There is one span to output from the data below: the lines starting at the line with "TARGET = sunlit leaf" and ending at the line with "TARGET = reed". Output it exactly, ends included, nothing more.

### Stored data entries:
=== Begin Enclosure ===
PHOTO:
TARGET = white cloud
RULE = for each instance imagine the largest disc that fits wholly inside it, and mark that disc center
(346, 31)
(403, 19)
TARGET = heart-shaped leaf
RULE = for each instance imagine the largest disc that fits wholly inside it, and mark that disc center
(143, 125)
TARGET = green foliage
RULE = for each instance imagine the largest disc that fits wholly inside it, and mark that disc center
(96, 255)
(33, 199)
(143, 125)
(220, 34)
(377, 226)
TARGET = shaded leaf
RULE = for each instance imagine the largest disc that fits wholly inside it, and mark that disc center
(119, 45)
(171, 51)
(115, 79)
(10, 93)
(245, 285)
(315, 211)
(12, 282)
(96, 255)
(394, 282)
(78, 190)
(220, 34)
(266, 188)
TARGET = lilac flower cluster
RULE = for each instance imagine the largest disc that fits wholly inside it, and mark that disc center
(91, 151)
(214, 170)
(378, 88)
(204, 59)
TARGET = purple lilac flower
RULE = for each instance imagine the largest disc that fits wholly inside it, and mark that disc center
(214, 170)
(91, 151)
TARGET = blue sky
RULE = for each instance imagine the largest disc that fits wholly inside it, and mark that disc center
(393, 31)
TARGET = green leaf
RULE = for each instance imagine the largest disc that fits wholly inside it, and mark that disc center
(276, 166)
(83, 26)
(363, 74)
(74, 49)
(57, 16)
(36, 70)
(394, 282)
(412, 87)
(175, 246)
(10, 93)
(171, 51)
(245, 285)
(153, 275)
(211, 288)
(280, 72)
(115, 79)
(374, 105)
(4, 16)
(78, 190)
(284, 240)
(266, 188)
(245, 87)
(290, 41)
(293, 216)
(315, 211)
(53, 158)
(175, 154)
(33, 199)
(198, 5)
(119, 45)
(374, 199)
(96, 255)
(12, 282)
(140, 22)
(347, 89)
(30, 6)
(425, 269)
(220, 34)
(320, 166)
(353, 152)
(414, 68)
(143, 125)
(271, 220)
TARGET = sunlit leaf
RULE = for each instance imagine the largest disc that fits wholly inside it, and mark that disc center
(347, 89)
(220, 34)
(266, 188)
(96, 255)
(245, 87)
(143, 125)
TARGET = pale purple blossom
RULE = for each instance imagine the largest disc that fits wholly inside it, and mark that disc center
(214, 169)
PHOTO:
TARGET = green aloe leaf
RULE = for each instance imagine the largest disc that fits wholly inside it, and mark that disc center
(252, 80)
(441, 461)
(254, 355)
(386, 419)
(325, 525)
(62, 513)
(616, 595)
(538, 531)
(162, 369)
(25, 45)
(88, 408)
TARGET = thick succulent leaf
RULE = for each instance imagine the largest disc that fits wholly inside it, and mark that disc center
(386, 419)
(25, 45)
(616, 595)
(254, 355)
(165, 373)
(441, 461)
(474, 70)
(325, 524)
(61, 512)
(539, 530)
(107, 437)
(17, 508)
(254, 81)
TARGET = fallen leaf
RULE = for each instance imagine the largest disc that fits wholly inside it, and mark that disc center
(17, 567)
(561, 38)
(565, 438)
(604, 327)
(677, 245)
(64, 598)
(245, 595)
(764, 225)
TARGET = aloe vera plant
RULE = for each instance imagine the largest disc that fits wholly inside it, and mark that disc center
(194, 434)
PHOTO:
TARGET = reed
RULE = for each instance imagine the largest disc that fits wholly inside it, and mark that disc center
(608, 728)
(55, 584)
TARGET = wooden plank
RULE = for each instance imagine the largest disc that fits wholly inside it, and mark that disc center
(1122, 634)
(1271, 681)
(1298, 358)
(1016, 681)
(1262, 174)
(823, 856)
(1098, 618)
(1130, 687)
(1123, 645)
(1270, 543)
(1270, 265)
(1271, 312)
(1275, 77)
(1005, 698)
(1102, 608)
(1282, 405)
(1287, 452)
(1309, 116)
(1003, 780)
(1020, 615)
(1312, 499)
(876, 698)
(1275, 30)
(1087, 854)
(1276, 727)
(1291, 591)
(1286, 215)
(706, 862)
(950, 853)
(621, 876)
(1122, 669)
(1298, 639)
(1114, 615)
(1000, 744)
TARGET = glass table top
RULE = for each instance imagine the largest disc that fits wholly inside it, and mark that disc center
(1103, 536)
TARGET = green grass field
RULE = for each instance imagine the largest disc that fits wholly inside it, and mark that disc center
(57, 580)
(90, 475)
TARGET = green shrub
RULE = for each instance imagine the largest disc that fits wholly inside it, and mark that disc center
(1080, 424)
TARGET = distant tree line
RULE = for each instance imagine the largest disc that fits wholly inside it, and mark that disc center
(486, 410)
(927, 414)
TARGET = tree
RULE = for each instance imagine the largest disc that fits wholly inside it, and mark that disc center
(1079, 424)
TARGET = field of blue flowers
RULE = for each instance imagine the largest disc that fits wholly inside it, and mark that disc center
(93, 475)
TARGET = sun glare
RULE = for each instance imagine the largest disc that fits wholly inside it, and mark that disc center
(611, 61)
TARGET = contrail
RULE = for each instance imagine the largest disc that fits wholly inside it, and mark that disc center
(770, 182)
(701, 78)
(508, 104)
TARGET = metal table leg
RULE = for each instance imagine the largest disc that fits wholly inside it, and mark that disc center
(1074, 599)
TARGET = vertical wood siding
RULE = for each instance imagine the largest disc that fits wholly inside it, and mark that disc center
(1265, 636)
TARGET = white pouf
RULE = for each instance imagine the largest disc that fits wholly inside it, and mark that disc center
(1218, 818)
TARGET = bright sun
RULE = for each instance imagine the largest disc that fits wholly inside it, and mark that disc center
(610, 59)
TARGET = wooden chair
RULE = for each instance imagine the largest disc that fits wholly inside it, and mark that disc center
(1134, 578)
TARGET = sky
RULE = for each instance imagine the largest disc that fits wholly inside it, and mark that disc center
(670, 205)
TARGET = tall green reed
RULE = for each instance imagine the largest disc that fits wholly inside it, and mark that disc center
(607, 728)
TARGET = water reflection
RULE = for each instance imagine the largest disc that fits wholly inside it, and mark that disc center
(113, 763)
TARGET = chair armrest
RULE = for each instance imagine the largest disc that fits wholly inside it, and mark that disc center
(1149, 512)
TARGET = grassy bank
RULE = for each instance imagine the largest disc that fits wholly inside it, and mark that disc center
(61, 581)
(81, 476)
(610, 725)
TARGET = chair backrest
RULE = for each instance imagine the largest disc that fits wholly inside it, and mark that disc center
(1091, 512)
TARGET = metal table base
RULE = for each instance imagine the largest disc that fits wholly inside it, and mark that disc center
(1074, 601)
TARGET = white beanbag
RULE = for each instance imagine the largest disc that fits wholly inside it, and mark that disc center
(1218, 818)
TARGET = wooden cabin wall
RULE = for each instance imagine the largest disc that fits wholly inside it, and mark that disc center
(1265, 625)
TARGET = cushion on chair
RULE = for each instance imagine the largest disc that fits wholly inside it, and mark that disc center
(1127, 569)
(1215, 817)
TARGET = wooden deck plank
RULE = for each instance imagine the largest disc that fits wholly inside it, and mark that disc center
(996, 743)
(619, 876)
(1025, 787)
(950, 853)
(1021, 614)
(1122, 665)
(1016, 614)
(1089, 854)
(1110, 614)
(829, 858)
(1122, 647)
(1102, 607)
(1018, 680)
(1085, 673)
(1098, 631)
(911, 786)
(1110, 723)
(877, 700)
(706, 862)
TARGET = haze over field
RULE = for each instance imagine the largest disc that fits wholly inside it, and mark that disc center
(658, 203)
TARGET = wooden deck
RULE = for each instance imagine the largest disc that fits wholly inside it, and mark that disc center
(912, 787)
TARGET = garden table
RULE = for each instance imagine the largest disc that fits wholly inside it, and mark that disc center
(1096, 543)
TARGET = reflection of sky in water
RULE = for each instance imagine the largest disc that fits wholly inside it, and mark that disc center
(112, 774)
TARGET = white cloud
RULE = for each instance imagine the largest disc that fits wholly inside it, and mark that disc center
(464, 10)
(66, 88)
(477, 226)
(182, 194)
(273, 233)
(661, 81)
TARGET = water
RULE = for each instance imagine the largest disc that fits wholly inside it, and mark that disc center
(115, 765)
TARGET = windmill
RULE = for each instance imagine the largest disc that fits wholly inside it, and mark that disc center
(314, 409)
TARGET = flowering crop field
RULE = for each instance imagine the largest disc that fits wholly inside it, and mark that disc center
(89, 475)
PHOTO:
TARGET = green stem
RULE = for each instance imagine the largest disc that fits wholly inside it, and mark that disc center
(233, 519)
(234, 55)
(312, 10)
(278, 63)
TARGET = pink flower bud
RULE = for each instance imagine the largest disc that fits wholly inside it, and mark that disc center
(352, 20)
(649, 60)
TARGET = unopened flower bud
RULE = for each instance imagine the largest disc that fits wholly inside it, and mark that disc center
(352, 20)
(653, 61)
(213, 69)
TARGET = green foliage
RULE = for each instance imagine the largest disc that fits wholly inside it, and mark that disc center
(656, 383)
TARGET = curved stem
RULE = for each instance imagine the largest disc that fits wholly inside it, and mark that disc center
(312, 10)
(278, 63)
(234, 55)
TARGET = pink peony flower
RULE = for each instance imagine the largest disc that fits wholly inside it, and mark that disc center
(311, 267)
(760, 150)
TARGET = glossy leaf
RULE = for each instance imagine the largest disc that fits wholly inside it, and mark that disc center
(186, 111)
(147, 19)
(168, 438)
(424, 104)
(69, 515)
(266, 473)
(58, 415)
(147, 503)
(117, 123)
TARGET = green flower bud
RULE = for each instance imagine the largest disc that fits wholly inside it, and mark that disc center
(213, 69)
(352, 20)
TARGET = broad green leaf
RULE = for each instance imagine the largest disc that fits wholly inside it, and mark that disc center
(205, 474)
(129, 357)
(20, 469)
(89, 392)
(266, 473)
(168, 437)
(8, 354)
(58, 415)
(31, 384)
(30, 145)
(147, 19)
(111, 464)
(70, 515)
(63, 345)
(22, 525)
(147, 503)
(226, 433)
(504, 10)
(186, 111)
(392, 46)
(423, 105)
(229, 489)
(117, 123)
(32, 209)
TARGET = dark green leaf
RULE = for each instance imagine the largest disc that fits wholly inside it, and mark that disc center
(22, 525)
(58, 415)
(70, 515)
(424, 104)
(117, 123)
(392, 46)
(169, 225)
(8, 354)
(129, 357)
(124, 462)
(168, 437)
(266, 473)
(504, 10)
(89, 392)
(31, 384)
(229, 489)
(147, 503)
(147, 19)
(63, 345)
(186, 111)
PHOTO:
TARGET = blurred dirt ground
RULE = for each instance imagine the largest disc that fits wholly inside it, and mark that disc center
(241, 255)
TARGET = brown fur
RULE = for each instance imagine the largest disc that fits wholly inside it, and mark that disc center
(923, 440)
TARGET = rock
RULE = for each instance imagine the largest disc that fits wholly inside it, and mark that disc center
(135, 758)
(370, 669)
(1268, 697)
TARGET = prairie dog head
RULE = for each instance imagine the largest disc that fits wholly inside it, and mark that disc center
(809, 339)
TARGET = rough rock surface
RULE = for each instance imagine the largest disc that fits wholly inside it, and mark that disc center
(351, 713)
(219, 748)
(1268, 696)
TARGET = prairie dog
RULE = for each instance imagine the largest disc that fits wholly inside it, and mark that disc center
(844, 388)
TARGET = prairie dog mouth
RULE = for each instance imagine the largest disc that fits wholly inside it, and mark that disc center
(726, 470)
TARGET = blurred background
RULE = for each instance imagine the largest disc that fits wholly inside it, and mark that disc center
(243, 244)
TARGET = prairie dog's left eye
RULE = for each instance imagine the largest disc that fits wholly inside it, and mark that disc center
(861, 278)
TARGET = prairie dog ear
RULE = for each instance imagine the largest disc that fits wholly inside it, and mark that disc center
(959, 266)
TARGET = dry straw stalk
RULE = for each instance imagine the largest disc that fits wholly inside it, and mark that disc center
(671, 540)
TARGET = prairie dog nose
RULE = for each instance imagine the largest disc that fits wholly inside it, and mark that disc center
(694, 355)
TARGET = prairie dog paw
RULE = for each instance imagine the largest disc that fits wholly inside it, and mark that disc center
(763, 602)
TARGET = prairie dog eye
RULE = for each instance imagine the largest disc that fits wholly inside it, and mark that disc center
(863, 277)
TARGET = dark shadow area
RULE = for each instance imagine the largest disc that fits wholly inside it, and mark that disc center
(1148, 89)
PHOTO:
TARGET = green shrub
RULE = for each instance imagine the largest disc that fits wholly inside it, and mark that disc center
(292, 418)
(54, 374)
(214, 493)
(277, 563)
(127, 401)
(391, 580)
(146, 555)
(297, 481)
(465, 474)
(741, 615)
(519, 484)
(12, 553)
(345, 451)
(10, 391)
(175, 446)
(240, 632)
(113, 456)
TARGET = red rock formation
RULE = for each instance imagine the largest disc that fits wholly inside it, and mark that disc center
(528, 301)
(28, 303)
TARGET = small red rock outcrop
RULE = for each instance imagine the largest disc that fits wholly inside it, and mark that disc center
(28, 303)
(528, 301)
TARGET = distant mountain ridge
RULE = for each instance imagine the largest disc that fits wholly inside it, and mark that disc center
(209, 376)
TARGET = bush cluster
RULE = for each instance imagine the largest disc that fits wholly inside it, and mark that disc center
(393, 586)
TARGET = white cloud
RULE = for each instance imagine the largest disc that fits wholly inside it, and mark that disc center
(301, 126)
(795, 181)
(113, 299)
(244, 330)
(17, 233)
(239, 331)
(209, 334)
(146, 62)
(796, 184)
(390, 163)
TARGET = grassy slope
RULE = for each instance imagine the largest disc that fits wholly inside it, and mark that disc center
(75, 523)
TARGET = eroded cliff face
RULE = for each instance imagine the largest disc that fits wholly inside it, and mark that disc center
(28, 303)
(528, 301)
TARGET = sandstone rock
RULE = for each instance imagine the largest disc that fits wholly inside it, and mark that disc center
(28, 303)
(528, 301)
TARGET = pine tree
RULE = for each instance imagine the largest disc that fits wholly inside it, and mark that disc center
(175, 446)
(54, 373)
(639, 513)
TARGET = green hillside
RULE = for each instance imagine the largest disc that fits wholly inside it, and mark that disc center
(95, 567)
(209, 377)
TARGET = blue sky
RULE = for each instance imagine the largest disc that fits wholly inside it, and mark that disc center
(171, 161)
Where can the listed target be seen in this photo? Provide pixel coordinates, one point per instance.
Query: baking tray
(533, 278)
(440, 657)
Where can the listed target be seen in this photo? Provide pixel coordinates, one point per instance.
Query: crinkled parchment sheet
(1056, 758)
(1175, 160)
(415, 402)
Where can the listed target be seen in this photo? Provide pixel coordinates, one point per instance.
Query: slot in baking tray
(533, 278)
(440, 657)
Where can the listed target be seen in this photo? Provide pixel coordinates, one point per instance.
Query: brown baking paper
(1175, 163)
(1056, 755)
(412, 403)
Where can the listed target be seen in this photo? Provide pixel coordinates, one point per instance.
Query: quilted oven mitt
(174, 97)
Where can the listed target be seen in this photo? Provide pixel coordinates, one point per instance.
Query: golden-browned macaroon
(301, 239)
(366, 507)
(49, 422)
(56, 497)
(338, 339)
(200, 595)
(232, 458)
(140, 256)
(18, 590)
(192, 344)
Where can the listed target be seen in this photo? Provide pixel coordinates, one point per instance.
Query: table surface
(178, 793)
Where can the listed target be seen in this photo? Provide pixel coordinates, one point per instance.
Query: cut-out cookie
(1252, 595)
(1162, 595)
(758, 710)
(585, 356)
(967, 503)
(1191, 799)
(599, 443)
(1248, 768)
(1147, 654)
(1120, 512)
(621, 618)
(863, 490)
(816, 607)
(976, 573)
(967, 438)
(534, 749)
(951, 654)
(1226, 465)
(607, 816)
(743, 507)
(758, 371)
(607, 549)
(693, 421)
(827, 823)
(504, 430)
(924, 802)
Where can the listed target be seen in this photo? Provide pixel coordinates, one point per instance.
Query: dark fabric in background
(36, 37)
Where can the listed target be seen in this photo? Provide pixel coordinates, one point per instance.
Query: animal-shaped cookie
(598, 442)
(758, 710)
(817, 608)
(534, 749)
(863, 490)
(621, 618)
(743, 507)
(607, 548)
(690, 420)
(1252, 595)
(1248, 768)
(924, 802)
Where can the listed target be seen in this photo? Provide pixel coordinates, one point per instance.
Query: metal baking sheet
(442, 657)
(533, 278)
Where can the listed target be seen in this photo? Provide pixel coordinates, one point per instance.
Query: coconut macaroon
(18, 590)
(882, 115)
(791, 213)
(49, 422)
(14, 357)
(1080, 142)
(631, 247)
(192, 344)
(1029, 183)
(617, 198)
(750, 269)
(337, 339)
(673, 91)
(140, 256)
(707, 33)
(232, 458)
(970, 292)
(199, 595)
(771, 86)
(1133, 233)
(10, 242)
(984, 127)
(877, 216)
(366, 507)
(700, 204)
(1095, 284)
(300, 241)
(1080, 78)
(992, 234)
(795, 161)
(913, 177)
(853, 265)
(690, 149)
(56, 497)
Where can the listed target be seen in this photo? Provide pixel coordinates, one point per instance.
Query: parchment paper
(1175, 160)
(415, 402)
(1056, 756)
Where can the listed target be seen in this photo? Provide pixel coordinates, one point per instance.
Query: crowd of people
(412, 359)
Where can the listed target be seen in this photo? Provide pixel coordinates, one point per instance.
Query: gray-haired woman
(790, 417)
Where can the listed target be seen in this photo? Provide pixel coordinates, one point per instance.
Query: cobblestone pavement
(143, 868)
=== End Enclosure ===
### EXERCISE ANSWER:
TARGET = sunlit leaf
RULE = for each instance imagine the largest disc that fits wholly inside it, and mark that disc center
(347, 89)
(220, 34)
(266, 188)
(96, 255)
(245, 87)
(143, 125)
TARGET = pale purple blossom
RULE = for each instance imagine the largest disc that fits wholly inside it, and mark that disc center
(214, 169)
PHOTO:
TARGET = green aloe leaf
RULE = for each instance imagine the largest disc that fits wholly inside it, and mark that disc center
(252, 80)
(441, 461)
(254, 355)
(386, 419)
(325, 525)
(62, 513)
(616, 595)
(538, 531)
(162, 369)
(25, 45)
(88, 408)
TARGET = thick succulent leaf
RULE = for each instance imagine the largest disc that fits wholly inside it, and mark that disc center
(386, 419)
(25, 45)
(616, 595)
(254, 355)
(165, 373)
(441, 461)
(474, 70)
(325, 524)
(61, 512)
(539, 530)
(107, 437)
(17, 508)
(254, 81)
TARGET = fallen leaf
RULE = for each instance imagine the largest disc that fits wholly inside it, and mark that disc center
(17, 567)
(561, 38)
(565, 438)
(604, 327)
(677, 245)
(64, 598)
(245, 595)
(764, 225)
TARGET = aloe vera plant
RULE = for each instance imagine the largest disc that fits wholly inside it, and mark that disc center
(194, 434)
PHOTO:
TARGET = reed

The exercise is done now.